INPUT ::
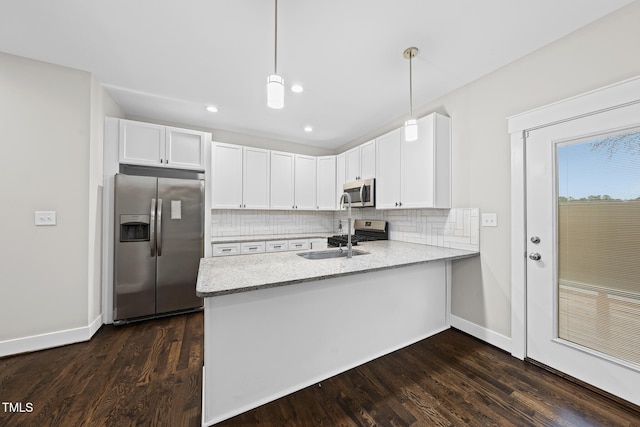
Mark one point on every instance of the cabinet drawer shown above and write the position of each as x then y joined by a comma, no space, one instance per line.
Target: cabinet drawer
252,248
226,249
277,246
298,245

WRITTEN REQUEST ::
Rewrite the items with every "cabinet drawer" changed to "cupboard drawer" and nothing else altered, and leave out the pictures.

RESPONSE TO THE TASK ::
Mark one point on every instance of the cupboard drawer shown above and write the position of each as x then y joined by a comma, no space, one instance per line.
Target: cupboard drawer
252,248
226,249
277,246
298,245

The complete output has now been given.